■ Aim
Reproduce each line of the listing below, swapping "vertices" for "points" wherever it occurs and keeping everything else identical. Leave the pictures out of your answer.
=== Records for the exercise ===
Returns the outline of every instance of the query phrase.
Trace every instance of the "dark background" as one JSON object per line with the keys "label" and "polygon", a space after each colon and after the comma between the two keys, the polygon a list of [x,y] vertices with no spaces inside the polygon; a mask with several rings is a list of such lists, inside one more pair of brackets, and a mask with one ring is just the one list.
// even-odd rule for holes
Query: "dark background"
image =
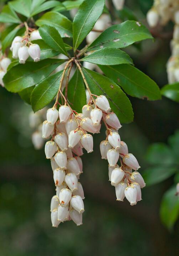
===
■ Response to this task
Returns the outline of every instance of the query phrase.
Trace every instance of the "dark background" as one JSON object per line with the keys "label" and "polygon", a space after each colon and after the comma between the two keys, the polygon a list of [x,y] points with no spaces inside the polygon; a mask with several rings is a list of such lists, inside one more pair of brackets, and a mask with one ring is just the one list.
// even-odd rule for holes
Query: "dark background"
image =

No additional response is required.